# [QUOTED PASSAGE]

■ ■ ■ ■

For many years the American Rear-Admiral A. T. Mahan’s book The Influence of Sea Power upon History had specified the way in which all sea wars must be fought: by big ships battling to contest sea lanes. But the British would not play this game. Surprising many theorists, the Royal Navy of 1914 refused battle and instead set up a blockade of German ports. The geographical position of the British Isles, and a plentiful supply of ships, persuaded the Admiralty to create barriers across the open water by means of mines and patrols. The Germans responded by a less ambitious blockade of Britain. German warships prowled the sea routes to sink the merchant ships bringing supplies to the British Isles.
Given this strategy, German engineering and the development of the torpedo, it was inevitable that the German navy became interested in submarines. Although they were the last of the major powers to adopt that weapon, the Germans had watched with interest the designs and experiments of other nations. The first German-built submarines were supplied to overseas customers. The Forel, built and tested at Kiel, was supplied to Russia and went by railway to Vladivostok.

■ ■ ■ ■

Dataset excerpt
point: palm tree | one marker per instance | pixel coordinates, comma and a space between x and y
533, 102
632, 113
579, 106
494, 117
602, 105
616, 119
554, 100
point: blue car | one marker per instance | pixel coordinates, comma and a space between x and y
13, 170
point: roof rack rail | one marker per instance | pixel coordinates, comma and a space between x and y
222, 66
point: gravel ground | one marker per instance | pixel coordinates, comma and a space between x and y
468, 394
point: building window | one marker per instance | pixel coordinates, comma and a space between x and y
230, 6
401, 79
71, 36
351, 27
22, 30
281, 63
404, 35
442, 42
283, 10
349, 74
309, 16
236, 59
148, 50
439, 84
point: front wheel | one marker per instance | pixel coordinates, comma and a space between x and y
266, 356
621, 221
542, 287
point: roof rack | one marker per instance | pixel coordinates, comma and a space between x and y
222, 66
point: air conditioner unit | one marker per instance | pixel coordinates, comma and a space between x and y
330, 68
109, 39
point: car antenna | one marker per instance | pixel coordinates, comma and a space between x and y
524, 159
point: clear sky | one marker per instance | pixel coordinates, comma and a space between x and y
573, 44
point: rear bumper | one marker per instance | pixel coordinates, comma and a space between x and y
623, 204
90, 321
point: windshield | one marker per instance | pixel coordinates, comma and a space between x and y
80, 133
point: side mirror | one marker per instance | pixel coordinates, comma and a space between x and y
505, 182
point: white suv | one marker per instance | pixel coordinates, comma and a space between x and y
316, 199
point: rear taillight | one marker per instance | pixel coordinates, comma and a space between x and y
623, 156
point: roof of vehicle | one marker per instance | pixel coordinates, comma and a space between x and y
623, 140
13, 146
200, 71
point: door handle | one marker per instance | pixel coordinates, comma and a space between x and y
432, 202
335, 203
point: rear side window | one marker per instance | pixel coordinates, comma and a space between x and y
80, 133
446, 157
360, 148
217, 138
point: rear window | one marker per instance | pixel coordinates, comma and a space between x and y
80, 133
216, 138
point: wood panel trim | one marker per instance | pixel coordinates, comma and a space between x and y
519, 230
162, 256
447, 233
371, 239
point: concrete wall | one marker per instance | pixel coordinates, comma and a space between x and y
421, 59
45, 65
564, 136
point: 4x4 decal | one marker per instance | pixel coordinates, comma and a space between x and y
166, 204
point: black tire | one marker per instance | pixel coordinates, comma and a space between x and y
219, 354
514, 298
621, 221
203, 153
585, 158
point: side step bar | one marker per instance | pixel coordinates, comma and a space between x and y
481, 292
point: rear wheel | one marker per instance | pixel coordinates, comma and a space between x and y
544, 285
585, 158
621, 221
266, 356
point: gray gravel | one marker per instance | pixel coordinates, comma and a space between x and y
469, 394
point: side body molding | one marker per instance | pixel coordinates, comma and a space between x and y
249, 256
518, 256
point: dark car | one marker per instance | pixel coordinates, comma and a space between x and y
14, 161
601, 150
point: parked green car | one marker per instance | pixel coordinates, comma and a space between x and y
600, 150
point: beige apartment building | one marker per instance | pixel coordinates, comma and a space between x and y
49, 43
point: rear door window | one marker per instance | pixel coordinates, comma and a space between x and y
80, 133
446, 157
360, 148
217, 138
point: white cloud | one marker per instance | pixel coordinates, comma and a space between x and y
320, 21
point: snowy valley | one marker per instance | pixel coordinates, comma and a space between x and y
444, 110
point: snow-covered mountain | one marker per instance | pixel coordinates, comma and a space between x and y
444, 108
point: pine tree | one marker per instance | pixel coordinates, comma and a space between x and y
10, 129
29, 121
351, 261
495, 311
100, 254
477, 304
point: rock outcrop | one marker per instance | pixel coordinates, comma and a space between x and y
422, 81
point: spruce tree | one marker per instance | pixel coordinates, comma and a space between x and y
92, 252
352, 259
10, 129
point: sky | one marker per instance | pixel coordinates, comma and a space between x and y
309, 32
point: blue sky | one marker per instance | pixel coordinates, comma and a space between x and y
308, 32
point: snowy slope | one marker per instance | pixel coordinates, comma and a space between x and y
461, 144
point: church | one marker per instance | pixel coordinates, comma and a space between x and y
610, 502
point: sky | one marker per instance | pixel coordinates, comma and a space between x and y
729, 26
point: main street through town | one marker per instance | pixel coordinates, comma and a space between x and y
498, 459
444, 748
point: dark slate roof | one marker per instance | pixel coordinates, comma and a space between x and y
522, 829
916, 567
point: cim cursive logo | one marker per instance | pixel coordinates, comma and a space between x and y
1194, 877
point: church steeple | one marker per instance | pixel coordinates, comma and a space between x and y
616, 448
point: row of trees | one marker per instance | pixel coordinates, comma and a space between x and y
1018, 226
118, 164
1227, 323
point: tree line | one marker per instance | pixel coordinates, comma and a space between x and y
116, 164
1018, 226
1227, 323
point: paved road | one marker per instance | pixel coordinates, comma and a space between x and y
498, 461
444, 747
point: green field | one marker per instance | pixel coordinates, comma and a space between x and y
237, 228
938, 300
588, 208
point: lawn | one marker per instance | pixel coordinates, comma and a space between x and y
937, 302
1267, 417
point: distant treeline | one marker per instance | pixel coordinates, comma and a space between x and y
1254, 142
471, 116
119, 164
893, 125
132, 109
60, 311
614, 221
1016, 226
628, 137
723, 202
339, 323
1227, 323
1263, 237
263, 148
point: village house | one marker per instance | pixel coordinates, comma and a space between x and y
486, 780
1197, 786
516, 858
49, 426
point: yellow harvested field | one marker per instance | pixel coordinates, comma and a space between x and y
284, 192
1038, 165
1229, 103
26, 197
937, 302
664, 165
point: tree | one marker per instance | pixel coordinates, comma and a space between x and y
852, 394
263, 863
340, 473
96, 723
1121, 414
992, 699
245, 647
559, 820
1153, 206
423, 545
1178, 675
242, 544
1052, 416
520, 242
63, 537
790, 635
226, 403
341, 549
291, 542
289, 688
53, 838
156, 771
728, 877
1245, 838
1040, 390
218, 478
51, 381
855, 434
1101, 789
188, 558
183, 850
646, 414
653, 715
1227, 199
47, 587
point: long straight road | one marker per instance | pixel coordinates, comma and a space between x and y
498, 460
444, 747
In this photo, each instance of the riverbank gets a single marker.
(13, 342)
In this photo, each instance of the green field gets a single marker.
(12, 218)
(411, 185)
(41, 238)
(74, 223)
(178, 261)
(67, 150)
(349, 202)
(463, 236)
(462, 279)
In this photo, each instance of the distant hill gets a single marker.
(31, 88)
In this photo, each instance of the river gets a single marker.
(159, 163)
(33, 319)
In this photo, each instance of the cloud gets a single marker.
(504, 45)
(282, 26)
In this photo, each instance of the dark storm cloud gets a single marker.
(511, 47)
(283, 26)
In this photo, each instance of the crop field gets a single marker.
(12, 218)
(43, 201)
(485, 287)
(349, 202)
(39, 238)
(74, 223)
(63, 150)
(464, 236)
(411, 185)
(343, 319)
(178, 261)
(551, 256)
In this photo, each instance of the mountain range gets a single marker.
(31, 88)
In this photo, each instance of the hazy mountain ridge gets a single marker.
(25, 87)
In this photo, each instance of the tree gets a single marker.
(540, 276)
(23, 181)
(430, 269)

■ ■ ■ ■

# [AIM 1]
Using the passage on naval blockades, answer each question briefly:
(a) Instead of giving battle in 1914, what did the Royal Navy set up?
(b) Where was the Forel built and tested?
(c) To which country was the Forel supplied?
# [AIM 2]
Write out the passage on naval blockades word for word from "For many years" to "the British Isles.".
# [AIM 3]
Extend the passage on naval blockades past its final sentence.

# [REPLY 1]
(a) A blockade of German ports.
(b) At Kiel.
(c) Russia.

# [REPLY 2]
For many years the American Rear-Admiral A. T. Mahan’s book The Influence of Sea Power upon History had specified the way in which all sea wars must be fought: by big ships battling to contest sea lanes. But the British would not play this game. Surprising many theorists, the Royal Navy of 1914 refused battle and instead set up a blockade of German ports. The geographical position of the British Isles, and a plentiful supply of ships, persuaded the Admiralty to create barriers across the open water by means of mines and patrols. The Germans responded by a less ambitious blockade of Britain. German warships prowled the sea routes to sink the merchant ships bringing supplies to the British Isles.

# [REPLY 3]
The Germans rejected ideas about using submarines for coastal defence, or as escorts for their fleet. They wanted an offensive weapon. This meant longer-range, more seaworthy vessels. Because they considered the petrol engines used by the Royal Navy as too hazardous, their early U-boats used a kerosene (liquid paraffin) engine, but it was the development of the diesel engine that made the submarine a practical proposition. The first production diesel was made in the M.A.N. factory in Augsburg in 1897, and a much improved version was tested in a U-boat in Krupp’s Germania Works in Kiel in 1913. At that time the U-boat was still a primitive device. During the First World War the submarine tracked, attacked and escaped on the surface, its low silhouette making it difficult to spot. It could only hide briefly below the surface but (in a world without asdic, sonar or radar) hiding was enough. The British had more or less ignored the dangers of commerce raiding by submarines because the Hague Convention denied any warship the right to sink an unescorted merchant ship without first sending over a boarding party to decide if its cargo was contraband.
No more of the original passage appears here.